**Problem statement:** Can you copy the passage on Venezuelan migrants in Pacaraima word for word, between "Police arrest and" and "is not enough.", inclusive?

**Selected extract:**
Venezuelan beggars and prostitutes are an increasingly common sight on the streets. Casual labourers offer their services – as cleaners or building workers – at a fraction of the minimum wage, which puts their Brazilian counterparts at a disadvantage.
“I think this might become a crisis,” Lt Maria Lima, commander of the border police, told the Guardian. “We are noticing a rise in criminality; we are seeing thieving and murders due to this rising influx.”
The Pacaraima authorities have installed more security cameras on the main roads and conducted surveys, but there are limits to what they can do.
Police arrest and deport underage sex workers, but they simply return the next day. It is a similar story for beggars and itinerant indigenous groups. Social services try to protect vulnerable children found on the street. Local hospitals help the sick. Church groups have opened weekend soup kitchens, but it is not enough.
“Once they hear there is food, they come in larger numbers,” Lopes said. “It’s a profound crisis because we have our own economic problems in Brazil. With this extra demand, our institutions are struggling to cope.”
Demand for medical treatment has tripled in the past year, as Venezuela’s health system – once the pride of the Bolivarian Socialist administration – struggles with a shortage of essential medicines and an exodus of doctors.
At the Hospital Délio de Oliveira Tupinambá on the outskirts of the town, about two out of every three patients are now Venezuelan. There has been a surge in demand for medicine to treat diabetes, hypertension, tuberculosis, leishmaniasis, malaria and HIV/Aids.
“Any treatment they can’t deal with over there, they send here,” said a nurse, who asked to remain unnamed. “The demand is beyond our capacity. We sometimes run out of antiseptic and anaesthetic. For us, it’s an emergency situation.”

(Saved entries)
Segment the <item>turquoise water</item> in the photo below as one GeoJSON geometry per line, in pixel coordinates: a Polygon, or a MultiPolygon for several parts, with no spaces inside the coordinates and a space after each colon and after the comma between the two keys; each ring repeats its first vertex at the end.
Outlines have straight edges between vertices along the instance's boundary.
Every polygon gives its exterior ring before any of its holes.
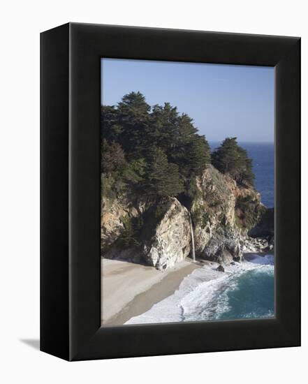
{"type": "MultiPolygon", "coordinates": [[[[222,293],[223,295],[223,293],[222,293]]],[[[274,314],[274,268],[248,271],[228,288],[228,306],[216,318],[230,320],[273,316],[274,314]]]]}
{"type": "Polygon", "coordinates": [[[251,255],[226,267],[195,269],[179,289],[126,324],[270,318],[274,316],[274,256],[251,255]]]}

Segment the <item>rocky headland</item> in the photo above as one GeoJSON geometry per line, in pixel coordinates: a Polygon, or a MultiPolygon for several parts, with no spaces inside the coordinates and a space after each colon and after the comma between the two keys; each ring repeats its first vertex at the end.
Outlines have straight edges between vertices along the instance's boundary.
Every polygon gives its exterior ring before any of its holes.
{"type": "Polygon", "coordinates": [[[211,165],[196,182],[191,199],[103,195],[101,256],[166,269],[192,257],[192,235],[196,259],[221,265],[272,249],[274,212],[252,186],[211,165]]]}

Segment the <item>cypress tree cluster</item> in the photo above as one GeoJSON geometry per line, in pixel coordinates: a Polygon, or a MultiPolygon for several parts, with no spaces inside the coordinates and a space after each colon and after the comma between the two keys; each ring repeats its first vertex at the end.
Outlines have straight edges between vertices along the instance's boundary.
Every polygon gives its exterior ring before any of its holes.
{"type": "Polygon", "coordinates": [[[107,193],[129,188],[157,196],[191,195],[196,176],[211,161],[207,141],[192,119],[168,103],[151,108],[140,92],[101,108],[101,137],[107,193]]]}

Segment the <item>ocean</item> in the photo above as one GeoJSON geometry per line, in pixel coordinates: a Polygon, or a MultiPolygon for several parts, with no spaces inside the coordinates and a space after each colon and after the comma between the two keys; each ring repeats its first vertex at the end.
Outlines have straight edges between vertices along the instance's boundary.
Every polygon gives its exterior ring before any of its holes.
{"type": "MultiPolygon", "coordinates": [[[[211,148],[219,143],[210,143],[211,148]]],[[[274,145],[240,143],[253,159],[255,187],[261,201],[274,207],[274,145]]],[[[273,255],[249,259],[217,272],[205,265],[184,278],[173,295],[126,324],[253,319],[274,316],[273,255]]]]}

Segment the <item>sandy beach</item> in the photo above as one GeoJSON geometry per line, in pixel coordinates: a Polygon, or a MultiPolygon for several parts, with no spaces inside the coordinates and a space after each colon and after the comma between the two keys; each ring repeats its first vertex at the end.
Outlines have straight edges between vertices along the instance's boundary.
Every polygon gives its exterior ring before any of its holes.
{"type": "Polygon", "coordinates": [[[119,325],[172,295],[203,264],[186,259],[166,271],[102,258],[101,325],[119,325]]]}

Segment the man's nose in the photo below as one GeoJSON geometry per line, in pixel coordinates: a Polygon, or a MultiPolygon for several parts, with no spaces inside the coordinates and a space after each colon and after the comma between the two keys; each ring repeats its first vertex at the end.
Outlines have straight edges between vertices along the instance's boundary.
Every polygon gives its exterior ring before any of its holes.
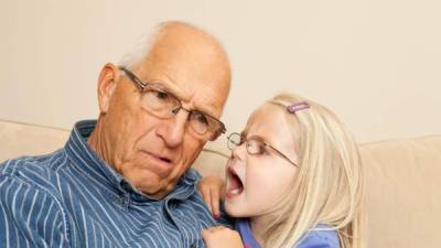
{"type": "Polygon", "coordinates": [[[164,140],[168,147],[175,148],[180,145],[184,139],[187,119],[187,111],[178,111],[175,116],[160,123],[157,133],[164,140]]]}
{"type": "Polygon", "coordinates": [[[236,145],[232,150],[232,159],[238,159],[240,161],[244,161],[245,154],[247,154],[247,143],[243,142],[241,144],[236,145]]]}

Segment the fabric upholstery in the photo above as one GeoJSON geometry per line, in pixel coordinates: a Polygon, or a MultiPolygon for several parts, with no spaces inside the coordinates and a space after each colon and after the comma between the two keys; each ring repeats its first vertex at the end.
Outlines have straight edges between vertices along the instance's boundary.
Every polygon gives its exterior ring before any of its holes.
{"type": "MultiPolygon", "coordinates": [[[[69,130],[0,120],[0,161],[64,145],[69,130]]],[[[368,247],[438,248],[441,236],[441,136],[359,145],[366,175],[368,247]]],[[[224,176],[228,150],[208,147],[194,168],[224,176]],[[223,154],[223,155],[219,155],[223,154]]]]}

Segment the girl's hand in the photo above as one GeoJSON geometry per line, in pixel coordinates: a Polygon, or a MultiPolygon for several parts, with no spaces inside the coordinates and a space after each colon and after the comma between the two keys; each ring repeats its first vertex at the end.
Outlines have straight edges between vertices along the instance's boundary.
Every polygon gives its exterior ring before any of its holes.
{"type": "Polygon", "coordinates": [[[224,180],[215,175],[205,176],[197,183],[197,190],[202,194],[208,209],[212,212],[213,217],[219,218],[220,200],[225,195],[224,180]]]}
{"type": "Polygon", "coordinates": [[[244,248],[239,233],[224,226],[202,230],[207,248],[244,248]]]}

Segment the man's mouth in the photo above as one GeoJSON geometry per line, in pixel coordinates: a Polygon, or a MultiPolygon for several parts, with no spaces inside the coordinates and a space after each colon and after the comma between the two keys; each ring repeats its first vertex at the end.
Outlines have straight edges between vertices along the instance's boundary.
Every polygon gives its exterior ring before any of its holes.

**Response:**
Police arrest and deport underage sex workers, but they simply return the next day. It is a similar story for beggars and itinerant indigenous groups. Social services try to protect vulnerable children found on the street. Local hospitals help the sick. Church groups have opened weekend soup kitchens, but it is not enough.